◆ **What you need to do**
Please resume the article on Riker mounts, picking up right after its final sentence.

◆ **Document text**
★ ★ ★ ★ ★
Riker Mounts

-how to use them to easily high-light your collection.


Riker mounts are the easiest possible way to protect and show-off

your collection of smallish items. Simple elegant boxes, -padded

inside and with a tempered glass window.


Turns out the Riker Mounts got their start about 70 years ago.  They were originally made for butterflies.  Used for everything else too.  You will find them sold all over the net, and often by companies that also sell the where-with-all to store and display jewelry.  (None of them do it with wood like we do, however.)

What they is, is -is essentially a nice flat cardboard box with a window in the lid. They come in a wide variety of sizes, from the small end of about 3" x 4" x 3/4" thick, to a large of 14" x 20" x 2" high. It's not card-board actually, it's high quality press board or chip-board lined with a generous layer of poly-fill batting.* The lid is a simple frame inset with a pane of tempered glass. It's all covered with nice black paper. Long pins at each corner hold the lid in place. It sounds cheap as I describe it, but they are really an elegant little product. And the are MADE IN AMERICA -North Carolina actually.

What is most impressive about them is that they make whatever goes into them look valuable. Or at least collectable. Let me rephrase this. If you have something that you value -for whatever reason- and you carefully tuck it into a Riker Mount -you will not only protect it, you will also show the rest of the world -or at least your spouse- just how valuable it really is! 

Now a large part of the appeal of Rikers is that they are simple and straight forward. You open them -arrange your stuff, and close them up again and you are done. But this hardly does everything your stuff deserves. How about a label or two? If you are reading this article, you must be doing so on a computer. Your computer has a printer and you must have soft ware that can print out all manner words with boxes and arrows and what-not in about a hundred different fonts.

And don't skimp on the details. If you are going to the trouble of putting it in a Riker -you will presumably expect it to be around years and years from now. And let's face it, memories fail after years and years. Add a few details.  

It is of course a matter of taste, but a little decoration goes a long way. If you poke around in your clip-art files or the "Shapes" command -probably some where at the bottom of your work-processing screen- you will find all sorts of possibilities. Use something appropriate to your collection. 

Look at the sample -what could be simpler then two rectangles around the legend? Yet it has a vaguely Art-Nuevo feel. Your old Girl / Boy Scout Badges? Something rustic -logs or arrow heads.  Political Buttons? Find a piece of clip-art of an elephant and a mule to clarify who's who in your collection.  I'd be very hesitant about throwing lots of color in without a good reason. Unless your kids are doing it. Kids like color -and that's part of the charm. Let them have-at-it.
★ ★ ★ ★ ★
◆ **Information shown**
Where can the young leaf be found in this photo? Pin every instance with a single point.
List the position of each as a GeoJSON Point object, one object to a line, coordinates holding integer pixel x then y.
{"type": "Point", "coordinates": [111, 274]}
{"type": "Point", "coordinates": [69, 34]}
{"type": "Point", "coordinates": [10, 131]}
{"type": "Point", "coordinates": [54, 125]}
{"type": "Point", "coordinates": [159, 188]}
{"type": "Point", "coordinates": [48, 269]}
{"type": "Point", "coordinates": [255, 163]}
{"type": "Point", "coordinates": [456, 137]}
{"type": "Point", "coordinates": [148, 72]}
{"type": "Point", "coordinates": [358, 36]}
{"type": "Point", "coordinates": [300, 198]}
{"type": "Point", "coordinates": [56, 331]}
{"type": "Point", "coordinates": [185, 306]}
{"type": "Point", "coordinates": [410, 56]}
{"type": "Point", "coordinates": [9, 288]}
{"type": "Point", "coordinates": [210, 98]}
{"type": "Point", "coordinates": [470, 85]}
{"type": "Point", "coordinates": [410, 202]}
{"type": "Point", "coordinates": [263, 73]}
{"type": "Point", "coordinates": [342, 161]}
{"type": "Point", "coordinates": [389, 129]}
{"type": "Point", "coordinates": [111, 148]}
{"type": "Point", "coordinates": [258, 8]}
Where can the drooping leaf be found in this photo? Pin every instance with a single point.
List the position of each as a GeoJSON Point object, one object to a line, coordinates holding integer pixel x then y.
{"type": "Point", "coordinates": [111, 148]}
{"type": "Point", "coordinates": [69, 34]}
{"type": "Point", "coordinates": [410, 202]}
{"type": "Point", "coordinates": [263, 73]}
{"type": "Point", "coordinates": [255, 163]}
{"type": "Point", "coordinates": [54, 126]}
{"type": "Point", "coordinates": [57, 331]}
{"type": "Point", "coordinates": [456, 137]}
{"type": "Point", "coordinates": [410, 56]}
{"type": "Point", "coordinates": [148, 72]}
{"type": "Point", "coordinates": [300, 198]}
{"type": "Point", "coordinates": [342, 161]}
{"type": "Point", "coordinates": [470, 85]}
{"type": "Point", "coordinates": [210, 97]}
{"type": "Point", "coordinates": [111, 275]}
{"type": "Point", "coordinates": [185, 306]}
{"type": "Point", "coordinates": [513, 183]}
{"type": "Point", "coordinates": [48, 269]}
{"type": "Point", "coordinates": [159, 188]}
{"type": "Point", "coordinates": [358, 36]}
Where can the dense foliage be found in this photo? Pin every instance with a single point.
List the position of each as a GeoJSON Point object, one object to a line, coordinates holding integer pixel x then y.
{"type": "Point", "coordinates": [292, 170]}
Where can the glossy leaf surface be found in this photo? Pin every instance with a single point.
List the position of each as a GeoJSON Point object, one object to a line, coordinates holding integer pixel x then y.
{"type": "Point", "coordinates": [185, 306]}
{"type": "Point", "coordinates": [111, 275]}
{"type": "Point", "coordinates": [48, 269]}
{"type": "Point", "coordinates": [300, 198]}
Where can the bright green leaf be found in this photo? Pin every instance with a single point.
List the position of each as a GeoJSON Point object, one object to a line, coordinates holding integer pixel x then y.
★ ★ ★ ★ ★
◆ **Answer to the exercise**
The very simplicity of Riker mounts and their use makes it just the least little bit challenging to come up with advice on how to use them.  But as it is -it's a challenge I'm up for.  Let us ponder appealing arrangement and do so from the view of a designer or artist -more specifically, the art director in charge of designing a page of advertising in an expensive magazine.  (You see good design every day -one hopes- and good design is so ubiquitous as to be invisible.  This is to say that you notice "layout" only when it's bad.)

Our art director would tell us from the get-go that the best thing to put on a page is lots and lots of white space.  He or she might fail to mention that this makes for expensive, but he's right.  If you have something that is really valuable -or you want it to seem so, put it in it's own large Riker mount in the middle of lots of white space.  This means you buy more and bigger mounts, but whad-ya'gonna'do?

Suppose you have two items -symmetry is our friend.  Side-by-side or above & below.  This is obvious.  You say you want an example of pure symmetry from the real world?  How about architecture?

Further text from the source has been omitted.